Supplied records
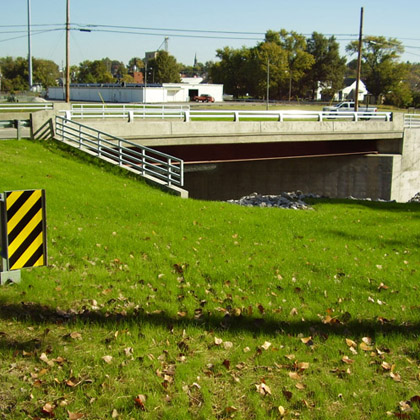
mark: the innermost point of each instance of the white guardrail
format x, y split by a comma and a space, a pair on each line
32, 106
129, 111
412, 120
136, 158
186, 114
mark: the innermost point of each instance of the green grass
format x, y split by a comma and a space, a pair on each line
208, 310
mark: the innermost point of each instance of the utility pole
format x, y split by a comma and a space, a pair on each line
68, 52
29, 46
268, 82
359, 62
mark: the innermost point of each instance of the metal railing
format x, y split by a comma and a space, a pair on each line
186, 114
412, 120
31, 106
139, 159
17, 124
285, 115
129, 111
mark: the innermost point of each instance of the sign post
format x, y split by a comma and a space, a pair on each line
23, 232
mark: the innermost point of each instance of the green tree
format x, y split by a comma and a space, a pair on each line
16, 74
232, 70
45, 72
135, 64
381, 70
163, 69
94, 72
299, 61
328, 69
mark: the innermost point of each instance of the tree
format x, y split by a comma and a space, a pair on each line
135, 64
163, 69
381, 70
16, 73
328, 69
299, 61
232, 70
94, 72
45, 72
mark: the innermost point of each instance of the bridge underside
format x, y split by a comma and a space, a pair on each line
193, 154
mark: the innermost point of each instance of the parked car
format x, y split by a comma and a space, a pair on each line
203, 98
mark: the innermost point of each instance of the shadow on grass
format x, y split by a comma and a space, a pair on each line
268, 325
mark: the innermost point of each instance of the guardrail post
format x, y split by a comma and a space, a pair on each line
169, 171
18, 126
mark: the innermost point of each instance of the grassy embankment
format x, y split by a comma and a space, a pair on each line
158, 307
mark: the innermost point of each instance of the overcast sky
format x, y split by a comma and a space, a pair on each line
124, 29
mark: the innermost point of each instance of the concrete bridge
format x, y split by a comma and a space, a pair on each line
223, 160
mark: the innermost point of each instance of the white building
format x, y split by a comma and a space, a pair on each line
155, 93
347, 93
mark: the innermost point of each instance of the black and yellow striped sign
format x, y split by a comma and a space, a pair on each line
25, 229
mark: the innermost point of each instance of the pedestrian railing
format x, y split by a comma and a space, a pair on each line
130, 111
31, 106
142, 160
187, 114
17, 124
285, 115
412, 120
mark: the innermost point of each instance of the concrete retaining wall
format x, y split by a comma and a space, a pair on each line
339, 177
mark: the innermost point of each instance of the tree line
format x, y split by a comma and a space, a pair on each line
286, 65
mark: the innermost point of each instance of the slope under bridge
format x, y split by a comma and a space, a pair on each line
361, 156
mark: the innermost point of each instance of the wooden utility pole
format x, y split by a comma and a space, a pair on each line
68, 52
29, 46
359, 62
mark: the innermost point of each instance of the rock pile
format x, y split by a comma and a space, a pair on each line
286, 200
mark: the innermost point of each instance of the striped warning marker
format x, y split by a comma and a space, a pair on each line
26, 228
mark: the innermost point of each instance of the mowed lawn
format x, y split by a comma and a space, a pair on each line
155, 307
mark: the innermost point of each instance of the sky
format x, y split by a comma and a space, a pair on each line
122, 29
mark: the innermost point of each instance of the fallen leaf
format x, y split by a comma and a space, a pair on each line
386, 366
263, 389
227, 345
266, 345
48, 409
293, 312
107, 359
287, 394
295, 376
230, 410
75, 335
351, 343
365, 347
75, 416
395, 376
140, 401
218, 341
302, 366
307, 340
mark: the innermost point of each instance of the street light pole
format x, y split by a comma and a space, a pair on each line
68, 52
268, 82
29, 46
359, 63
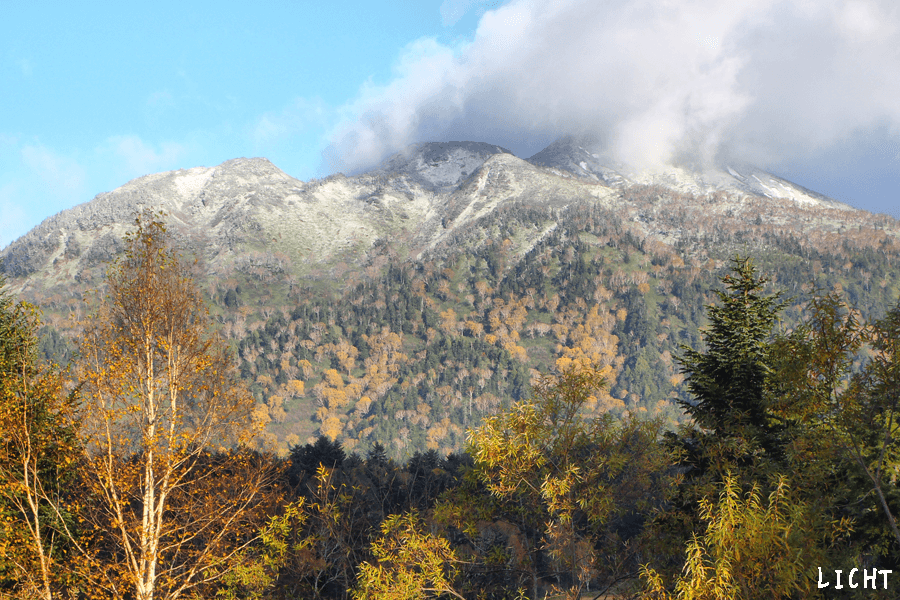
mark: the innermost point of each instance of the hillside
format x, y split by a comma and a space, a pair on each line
403, 304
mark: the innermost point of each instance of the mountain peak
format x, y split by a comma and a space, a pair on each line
440, 166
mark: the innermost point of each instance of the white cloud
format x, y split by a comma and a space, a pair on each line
13, 220
454, 10
60, 175
130, 156
758, 80
294, 119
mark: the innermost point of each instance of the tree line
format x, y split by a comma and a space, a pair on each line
138, 473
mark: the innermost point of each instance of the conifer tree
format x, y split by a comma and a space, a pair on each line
729, 381
36, 447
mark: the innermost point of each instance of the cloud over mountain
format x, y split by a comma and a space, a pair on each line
763, 81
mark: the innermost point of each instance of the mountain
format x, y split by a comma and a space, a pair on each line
403, 304
246, 214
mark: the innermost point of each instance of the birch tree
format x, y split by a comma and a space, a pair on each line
170, 502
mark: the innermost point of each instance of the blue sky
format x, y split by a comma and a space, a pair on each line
95, 94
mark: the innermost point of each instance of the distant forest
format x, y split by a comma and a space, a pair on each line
605, 416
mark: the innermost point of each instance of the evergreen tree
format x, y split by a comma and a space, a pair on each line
733, 425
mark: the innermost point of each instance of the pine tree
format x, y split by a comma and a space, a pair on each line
733, 425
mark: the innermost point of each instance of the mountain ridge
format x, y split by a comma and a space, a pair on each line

Task
Reproduce all the material exactly, omitting images.

Task solution
mark: the innermost point of each instance of the white guardrail
format x, y split by a comma and a space, a pair on each line
32, 106
129, 111
412, 120
136, 158
186, 114
mark: the innermost point of each instance of the green grass
format x, y split by a comma and a space, a pair on each line
208, 310
mark: the innermost point of each instance of the utility pole
format x, y split by a comma and a space, a pair on each line
68, 52
29, 46
268, 82
359, 62
mark: the innermost point of each instance of the metal railing
format x, y split by a comma and a space, a pair on each line
186, 114
412, 120
31, 106
139, 159
17, 124
285, 115
129, 111
mark: the innermost point of each instance of the sign post
format x, y split by a comma and a space, a pair on each line
23, 232
mark: the innermost point of each instance of the green tree
format x, y split by a comma and a space, a pair on each line
16, 74
232, 70
45, 72
135, 64
381, 70
163, 69
94, 72
299, 61
328, 69
mark: the innermost point of each instance of the tree
format x, y split by a comma and a space, a pair on each line
135, 64
163, 69
381, 70
16, 73
328, 69
299, 61
232, 70
94, 72
45, 72
mark: the innermost point of each instance of the bridge underside
format x, y split by a comma and a space, a pair on each line
193, 154
mark: the innermost point of each instance of the parked car
format x, y split by a comma and a space, a pair on each line
203, 98
mark: the innermost point of each instance of the shadow on grass
format x, y split by a comma and a space, a pair on each line
268, 325
mark: the innermost point of each instance of the guardrail post
format x, y split by a comma and a space, a pair on each line
169, 171
18, 126
mark: the innermost point of each instance of the grassy embankment
format x, y split by a comma and a space, a pair on each line
158, 307
mark: the innermost point of each instance of the overcast sky
format x, y split by a comma and a space, a pair on each line
124, 29
mark: the innermost point of each instance of the concrete bridge
format x, y split by a comma and a space, a pair on each line
223, 160
mark: the innermost point of each instance of the white building
format x, y split by a comma and a space, a pair on each line
155, 93
347, 93
mark: the innermost point of each instance of the black and yellow striped sign
format x, y split by a comma and a space, a pair on each line
25, 229
mark: the innermost point of each instance of the pedestrian railing
format x, y split by a comma and a space, a pair on each line
130, 111
31, 106
142, 160
187, 114
17, 124
285, 115
412, 120
mark: the innermost point of each instance of the concrete retaining wall
format x, y split by a comma and a space, a pair on each line
339, 177
mark: the innermost point of each instance of the tree line
format x, y split by a comma and a space, a pair on each line
286, 65
mark: the innermost point of each instance of the slope under bridge
format x, y split by a comma and a space, a pair on each line
361, 156
mark: the innermost point of each instance of the wooden utility pole
format x, y split by a comma and a space, a pair on each line
68, 52
29, 46
359, 62
mark: the innermost point of each instance of the rock pile
format x, y split by a comma and a space, a pair on each line
286, 200
mark: the innermost point of each instance of the striped warning marker
format x, y split by a comma and a space, a pair on each line
26, 228
mark: the innermost point of each instance of the mowed lawn
format x, y split by a comma and a space, a pair on each line
155, 307
mark: the innermost point of each instance of the sky
format x, y split by a comma and a space, a pair on each line
122, 29
mark: the innermost point of each instance of the fallen leaf
format x, y split by a comma and a space, a pair on each line
386, 366
263, 389
227, 345
266, 345
48, 409
293, 312
107, 359
287, 394
295, 376
230, 410
75, 335
351, 343
365, 347
75, 416
395, 376
140, 401
218, 341
302, 366
307, 340
mark: the innermost point of each instance of the street light pole
format x, y split by a comma and a space, a pair on each line
68, 52
268, 82
29, 46
359, 63
mark: the innermost point of each instance of the hillside
format x, y split by a comma and a space, a pair on each line
403, 304
mark: the innermost point of each instance of the mountain peak
format x, y split by a comma and a space, a pair on each line
440, 166
mark: the innermost point of each instance of the white cloud
format x, y split by a comma and a space, a pair on each line
13, 220
454, 10
60, 175
130, 156
758, 80
294, 119
mark: the innermost point of each instance of the tree line
format x, y split by a comma and a space, a pair on each line
138, 473
mark: the innermost point of each instance of the conifer tree
format x, y split by a comma and a space, a pair on each line
729, 381
36, 447
mark: the innermost point of each instance of the cloud over mountain
format x, y split by a comma and a space, a pair on each line
763, 81
mark: the innermost point of each instance of the mountain
format x, y split by a comma and a space, a pair on each line
403, 304
246, 214
mark: the innermost point of each instance of the birch tree
format x, y split by a comma and a space, a pair on each line
170, 502
mark: the innermost point of each instance of the blue sky
format x, y split by a comma and a space, a pair on each line
95, 94
mark: the innermost point of each instance of the distant forest
format x, y split by a comma and a space, a pair on each line
605, 416
mark: the innermost point of each instance of the evergreen tree
format x, y split by a comma and a space, a pair on each line
733, 425
mark: the innermost point of each instance of the pine tree
format x, y split by a comma and a space, a pair on each line
733, 425
mark: the innermost point of each instance of the mountain ridge
format x, y split by a comma and a space, a pair on each line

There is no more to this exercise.